DATA SHOWN below:

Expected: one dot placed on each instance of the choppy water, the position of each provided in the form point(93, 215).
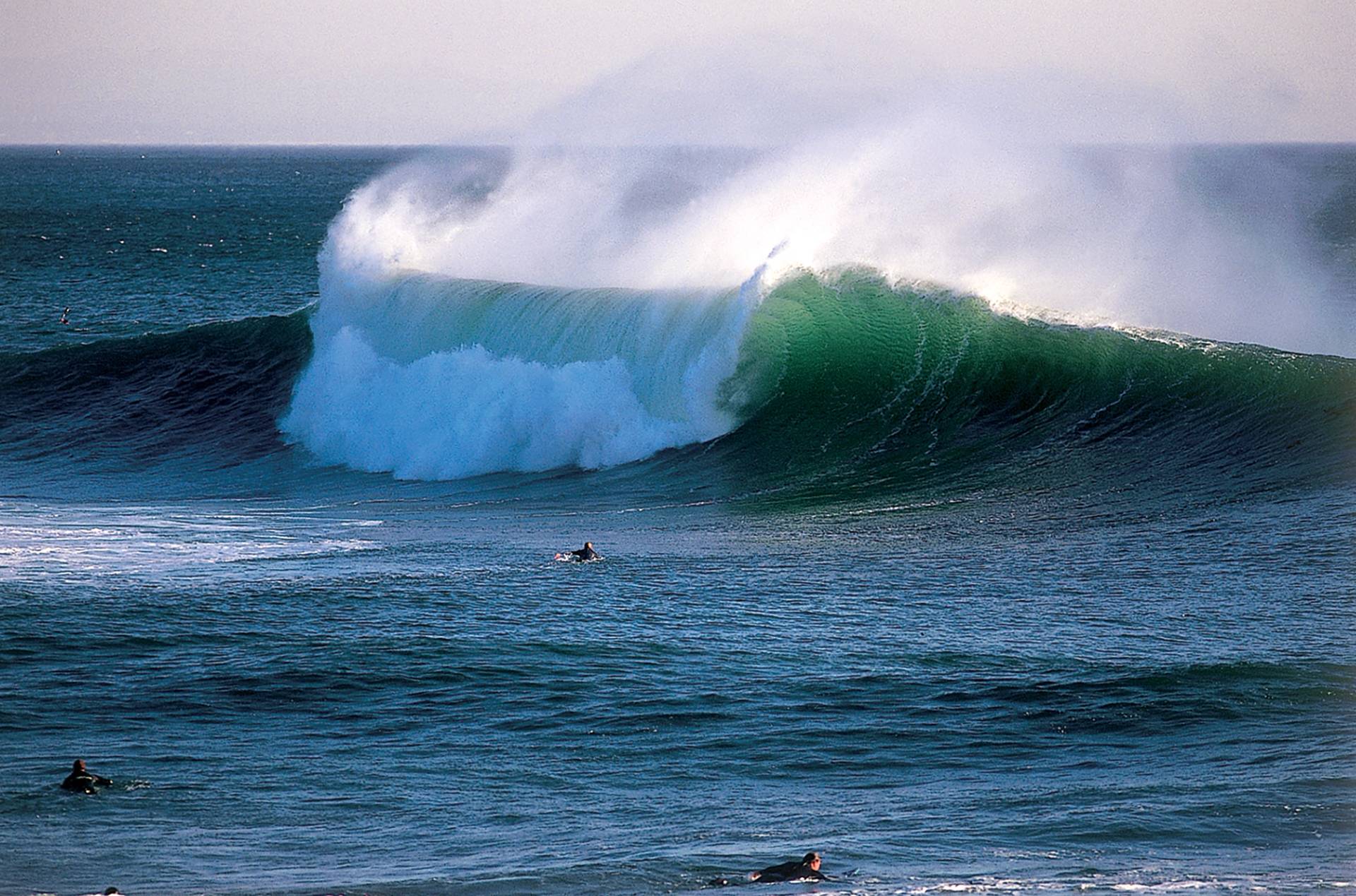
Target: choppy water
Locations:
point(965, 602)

End of DATA SHOWN.
DATA SHOWN below:

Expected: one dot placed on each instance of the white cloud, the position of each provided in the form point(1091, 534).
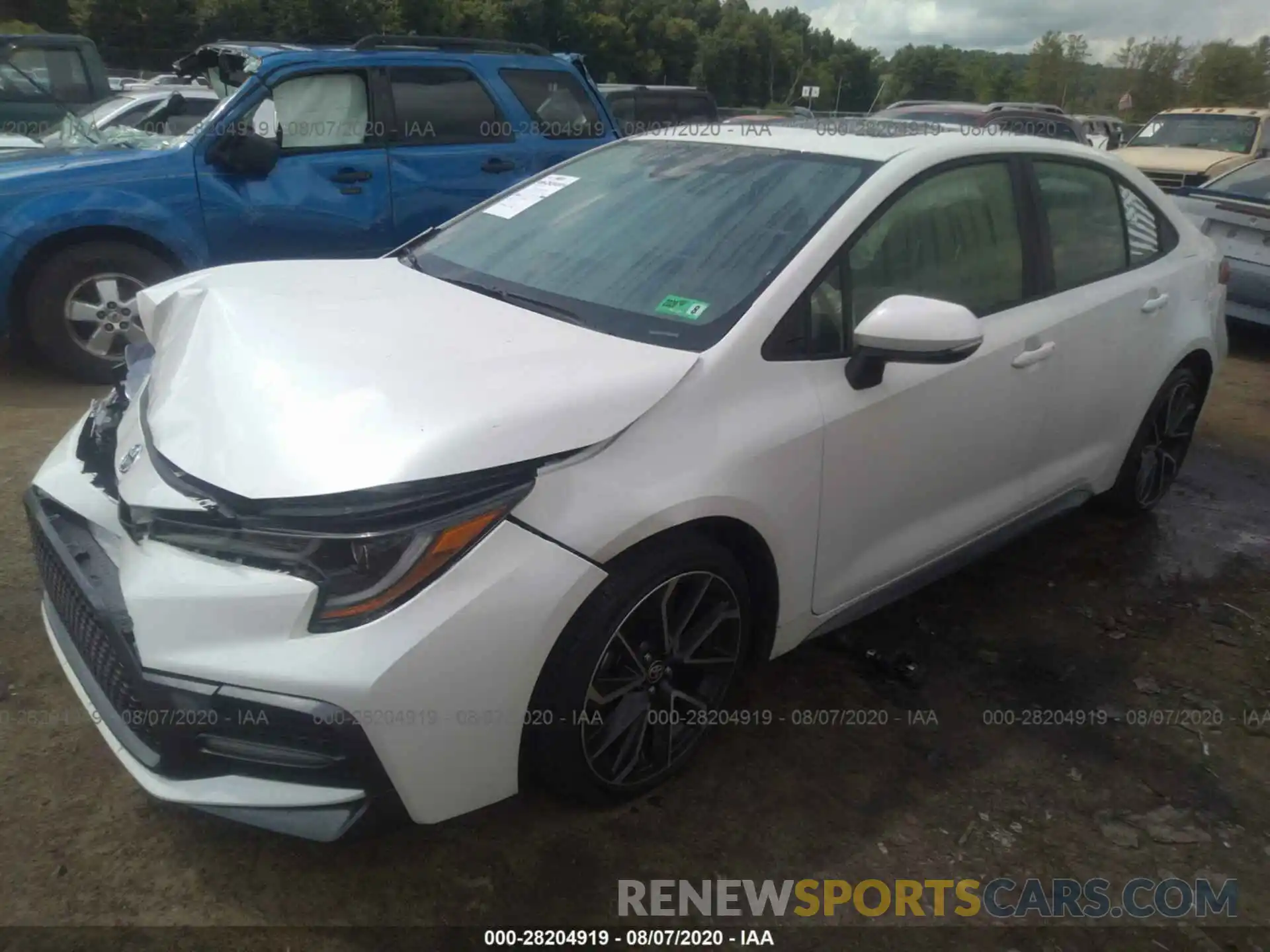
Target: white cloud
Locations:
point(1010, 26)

End of DATA SHOWN.

- INSTRUCTIONS TO FOLLOW: Copy every line of the entries in which "provided" can be found.

- ANSWER FOR THIS EXERCISE:
Expected: one dot placed on each instance of the choppy water, the position of each provided in the form point(93, 215).
Expected: one dot placed on each instance of the white cloud, the position of each provided in the form point(1091, 534).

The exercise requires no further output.